Due to various constraints, the following is a transcript of my interview with Prudence McBurney, a research scholar who specializes in Utopian literature.
The Huntington Library in San Marino has a copy of the book in their special collections.
There are no pictures and no table of contents inside the book’s green cloth cover. The book is about 5” by 8” and maybe an inch and half thick with almost 500 pages.
JH: After speaking with one of the librarians about what I’m doing, he recommended I talk with a research scholar named, Prudence McBurney, who is working on an academic paper about Utopian literature. I think the official title of her paper is, Lacan: The mirror that returns in a post-gender industrial age. I’m thinking is it a two-way mirror? One side is utopia and the other dystopia? Anyway, I don’t ask because I try not to broadcast my ignorance as much anymore.
I call Prudence and talk about my research.
JH: What can you tell me about Looking Backward and Bellamy?
PM: Bellamy was a young boy who grew up in Massachusetts during the Civil War and was brought up in a Christian household. He liked to read about war heroes and ancient Roman statesmen. He found refuge with an active imagination and books about compassionate, historic, moral characters, aspirational figures which may have led to his receiving a law degree before returning to his deep interest in literature.
He enjoyed reading George Eliot, Mark Twain, and Ivan Turgenev. Some of Bellamy’s other writing has been compared to Edgar Allen Poe, for the internal conflicts, inner-life experiences of his characters.
JH: Turgenev’s Fathers and Sons…good book.

Material supplied
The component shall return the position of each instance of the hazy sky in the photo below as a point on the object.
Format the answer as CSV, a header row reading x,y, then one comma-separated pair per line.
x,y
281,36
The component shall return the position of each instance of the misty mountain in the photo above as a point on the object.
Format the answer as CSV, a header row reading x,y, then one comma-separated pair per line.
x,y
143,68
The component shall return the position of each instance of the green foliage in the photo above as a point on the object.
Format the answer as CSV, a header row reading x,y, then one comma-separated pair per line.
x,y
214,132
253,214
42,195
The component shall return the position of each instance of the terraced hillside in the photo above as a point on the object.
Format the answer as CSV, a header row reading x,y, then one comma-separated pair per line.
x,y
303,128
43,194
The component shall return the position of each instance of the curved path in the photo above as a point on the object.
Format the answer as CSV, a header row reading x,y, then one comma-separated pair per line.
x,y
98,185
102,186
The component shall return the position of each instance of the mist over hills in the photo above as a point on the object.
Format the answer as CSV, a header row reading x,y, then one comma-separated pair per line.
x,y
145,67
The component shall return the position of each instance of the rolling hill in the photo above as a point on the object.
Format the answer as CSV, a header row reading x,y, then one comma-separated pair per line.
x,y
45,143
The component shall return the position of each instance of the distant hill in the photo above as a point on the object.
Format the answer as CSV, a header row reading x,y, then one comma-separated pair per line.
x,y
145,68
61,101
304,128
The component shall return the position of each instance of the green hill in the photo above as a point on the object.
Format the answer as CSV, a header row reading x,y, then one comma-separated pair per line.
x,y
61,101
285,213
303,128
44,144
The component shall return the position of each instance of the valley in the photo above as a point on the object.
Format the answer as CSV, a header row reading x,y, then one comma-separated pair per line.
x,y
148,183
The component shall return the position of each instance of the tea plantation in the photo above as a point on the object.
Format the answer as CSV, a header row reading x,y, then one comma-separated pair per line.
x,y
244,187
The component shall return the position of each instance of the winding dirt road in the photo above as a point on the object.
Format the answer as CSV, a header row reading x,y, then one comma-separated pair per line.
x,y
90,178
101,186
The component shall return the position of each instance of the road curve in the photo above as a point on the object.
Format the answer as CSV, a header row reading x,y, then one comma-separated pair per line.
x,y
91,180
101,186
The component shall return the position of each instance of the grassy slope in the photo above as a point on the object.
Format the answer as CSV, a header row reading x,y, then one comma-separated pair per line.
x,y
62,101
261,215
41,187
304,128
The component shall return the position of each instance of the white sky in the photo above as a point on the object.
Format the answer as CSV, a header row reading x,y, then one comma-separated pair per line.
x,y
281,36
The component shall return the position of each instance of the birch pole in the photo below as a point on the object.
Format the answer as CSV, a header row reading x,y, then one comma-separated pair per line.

...

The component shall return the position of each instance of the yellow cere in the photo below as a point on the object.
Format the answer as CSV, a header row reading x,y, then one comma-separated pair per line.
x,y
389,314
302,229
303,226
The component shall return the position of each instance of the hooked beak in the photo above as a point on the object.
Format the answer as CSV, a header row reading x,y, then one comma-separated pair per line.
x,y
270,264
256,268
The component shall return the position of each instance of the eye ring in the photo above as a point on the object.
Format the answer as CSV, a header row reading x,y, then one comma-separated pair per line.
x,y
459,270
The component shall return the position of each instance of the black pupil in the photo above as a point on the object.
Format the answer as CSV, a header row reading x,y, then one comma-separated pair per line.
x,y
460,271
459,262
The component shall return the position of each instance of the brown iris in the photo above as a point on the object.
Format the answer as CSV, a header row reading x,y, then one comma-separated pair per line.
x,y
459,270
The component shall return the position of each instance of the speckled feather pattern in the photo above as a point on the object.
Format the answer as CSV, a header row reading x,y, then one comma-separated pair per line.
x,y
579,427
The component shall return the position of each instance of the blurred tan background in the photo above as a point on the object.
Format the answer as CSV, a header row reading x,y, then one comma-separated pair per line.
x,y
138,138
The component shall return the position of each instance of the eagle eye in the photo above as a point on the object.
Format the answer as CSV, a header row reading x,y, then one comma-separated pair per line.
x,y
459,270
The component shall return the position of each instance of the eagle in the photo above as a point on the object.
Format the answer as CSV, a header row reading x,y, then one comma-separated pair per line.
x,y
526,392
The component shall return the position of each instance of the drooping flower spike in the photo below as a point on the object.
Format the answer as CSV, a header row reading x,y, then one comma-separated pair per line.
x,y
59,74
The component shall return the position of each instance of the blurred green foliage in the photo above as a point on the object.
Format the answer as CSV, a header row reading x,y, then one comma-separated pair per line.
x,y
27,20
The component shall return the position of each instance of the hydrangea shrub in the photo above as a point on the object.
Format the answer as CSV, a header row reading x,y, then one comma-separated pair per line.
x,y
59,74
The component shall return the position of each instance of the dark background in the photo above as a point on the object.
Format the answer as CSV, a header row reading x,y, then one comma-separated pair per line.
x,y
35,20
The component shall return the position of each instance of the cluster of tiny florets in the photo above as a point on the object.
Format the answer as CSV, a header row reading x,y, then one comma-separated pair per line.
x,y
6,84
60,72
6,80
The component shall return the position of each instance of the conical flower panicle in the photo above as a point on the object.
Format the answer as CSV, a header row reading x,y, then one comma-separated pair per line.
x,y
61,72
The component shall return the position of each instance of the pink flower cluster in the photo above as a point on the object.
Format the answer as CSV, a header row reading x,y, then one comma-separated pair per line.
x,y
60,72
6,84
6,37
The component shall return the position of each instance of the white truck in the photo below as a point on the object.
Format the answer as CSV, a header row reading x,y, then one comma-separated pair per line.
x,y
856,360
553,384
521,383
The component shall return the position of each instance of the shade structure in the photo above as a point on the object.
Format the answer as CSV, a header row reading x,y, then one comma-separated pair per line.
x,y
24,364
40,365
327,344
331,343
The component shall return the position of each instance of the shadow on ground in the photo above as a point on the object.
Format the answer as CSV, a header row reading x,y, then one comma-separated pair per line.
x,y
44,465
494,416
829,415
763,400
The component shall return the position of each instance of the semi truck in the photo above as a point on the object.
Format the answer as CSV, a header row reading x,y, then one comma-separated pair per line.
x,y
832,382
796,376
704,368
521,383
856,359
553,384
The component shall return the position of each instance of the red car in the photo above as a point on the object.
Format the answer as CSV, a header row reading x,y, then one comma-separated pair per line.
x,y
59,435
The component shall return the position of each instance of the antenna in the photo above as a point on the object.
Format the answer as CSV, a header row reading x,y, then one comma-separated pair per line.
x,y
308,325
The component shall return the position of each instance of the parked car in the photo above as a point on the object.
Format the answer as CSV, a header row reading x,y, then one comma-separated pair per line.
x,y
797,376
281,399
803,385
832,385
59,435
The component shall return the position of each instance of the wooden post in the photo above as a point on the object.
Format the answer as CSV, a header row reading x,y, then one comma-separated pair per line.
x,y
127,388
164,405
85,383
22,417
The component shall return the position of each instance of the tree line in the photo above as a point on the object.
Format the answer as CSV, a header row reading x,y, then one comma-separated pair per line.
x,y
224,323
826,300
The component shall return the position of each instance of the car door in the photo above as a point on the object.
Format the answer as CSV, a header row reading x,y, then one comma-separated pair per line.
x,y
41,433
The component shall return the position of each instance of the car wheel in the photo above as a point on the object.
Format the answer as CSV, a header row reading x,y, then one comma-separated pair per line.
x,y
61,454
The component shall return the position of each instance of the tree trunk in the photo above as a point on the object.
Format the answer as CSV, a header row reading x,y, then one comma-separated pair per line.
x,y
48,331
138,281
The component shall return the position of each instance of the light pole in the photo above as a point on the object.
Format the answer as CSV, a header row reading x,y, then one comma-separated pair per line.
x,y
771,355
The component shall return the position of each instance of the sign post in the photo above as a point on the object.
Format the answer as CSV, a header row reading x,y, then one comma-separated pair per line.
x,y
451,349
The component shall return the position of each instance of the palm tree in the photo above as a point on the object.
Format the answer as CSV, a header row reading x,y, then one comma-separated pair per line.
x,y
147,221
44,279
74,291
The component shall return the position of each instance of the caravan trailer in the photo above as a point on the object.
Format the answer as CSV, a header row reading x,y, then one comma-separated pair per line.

--

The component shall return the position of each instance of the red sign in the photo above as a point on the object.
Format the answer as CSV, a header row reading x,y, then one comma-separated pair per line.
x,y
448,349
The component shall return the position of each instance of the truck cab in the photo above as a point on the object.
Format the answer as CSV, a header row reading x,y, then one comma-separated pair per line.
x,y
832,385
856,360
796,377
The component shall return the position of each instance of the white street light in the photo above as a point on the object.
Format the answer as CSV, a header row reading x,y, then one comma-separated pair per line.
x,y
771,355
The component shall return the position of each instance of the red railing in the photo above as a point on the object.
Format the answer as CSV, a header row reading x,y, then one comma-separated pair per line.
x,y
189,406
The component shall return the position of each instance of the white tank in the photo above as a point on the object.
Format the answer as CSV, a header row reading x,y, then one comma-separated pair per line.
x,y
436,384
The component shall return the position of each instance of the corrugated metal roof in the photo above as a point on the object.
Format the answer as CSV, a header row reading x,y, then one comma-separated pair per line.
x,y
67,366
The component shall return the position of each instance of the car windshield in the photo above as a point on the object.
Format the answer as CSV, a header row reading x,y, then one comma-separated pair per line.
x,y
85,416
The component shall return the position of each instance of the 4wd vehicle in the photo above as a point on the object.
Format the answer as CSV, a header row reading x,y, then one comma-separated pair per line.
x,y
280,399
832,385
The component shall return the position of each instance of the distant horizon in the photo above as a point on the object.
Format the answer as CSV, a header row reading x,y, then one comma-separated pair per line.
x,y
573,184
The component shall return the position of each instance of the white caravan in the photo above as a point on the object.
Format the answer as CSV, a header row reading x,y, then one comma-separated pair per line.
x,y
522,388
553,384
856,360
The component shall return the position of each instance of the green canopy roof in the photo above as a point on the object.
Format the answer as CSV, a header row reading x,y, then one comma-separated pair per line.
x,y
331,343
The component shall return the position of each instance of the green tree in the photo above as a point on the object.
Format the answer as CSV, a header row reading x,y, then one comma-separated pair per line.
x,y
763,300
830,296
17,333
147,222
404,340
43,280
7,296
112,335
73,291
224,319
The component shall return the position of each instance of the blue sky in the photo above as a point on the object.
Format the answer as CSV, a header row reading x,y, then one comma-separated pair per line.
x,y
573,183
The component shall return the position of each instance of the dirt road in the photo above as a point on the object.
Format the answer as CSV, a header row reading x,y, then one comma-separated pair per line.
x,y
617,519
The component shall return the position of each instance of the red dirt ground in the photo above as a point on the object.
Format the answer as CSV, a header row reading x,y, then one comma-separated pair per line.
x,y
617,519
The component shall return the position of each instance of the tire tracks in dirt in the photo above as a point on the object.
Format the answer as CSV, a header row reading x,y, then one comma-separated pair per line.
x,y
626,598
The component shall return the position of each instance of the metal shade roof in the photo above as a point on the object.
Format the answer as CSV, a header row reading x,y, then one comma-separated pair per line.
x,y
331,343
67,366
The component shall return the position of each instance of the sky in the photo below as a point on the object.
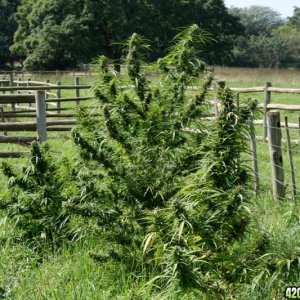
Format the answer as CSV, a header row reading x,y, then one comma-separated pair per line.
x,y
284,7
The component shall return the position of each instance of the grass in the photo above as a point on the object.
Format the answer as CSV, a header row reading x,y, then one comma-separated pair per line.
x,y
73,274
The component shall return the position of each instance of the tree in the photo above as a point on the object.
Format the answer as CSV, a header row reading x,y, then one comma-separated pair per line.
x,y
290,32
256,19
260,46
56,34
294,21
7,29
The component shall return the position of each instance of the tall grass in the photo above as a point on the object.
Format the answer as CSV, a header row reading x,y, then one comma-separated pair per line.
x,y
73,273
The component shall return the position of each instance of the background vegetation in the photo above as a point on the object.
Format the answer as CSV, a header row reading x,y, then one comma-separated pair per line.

Problems to work on
1. Can you reproduce the interview transcript word for word, everything from "Due to various" down to "as much anymore."?
2. Do these statements agree with the interview transcript? Answer each yes or no and quote the deciding words exactly: (a) The Huntington Library's copy of the book has a green cloth cover. (b) The book includes a table of contents. (c) Bellamy grew up in Virginia.

Complete answers
1.
Due to various constraints, the following is a transcript of my interview with Prudence McBurney, a research scholar who specializes in Utopian literature.
The Huntington Library in San Marino has a copy of the book in their special collections.
There are no pictures and no table of contents inside the book’s green cloth cover. The book is about 5” by 8” and maybe an inch and half thick with almost 500 pages.
JH: After speaking with one of the librarians about what I’m doing, he recommended I talk with a research scholar named, Prudence McBurney, who is working on an academic paper about Utopian literature. I think the official title of her paper is, Lacan: The mirror that returns in a post-gender industrial age. I’m thinking is it a two-way mirror? One side is utopia and the other dystopia? Anyway, I don’t ask because I try not to broadcast my ignorance as much anymore.

2.
(a) Yes: "inside the book’s green cloth cover"
(b) No: "There are no pictures and no table of contents"
(c) No: "Bellamy was a young boy who grew up in Massachusetts during the Civil War"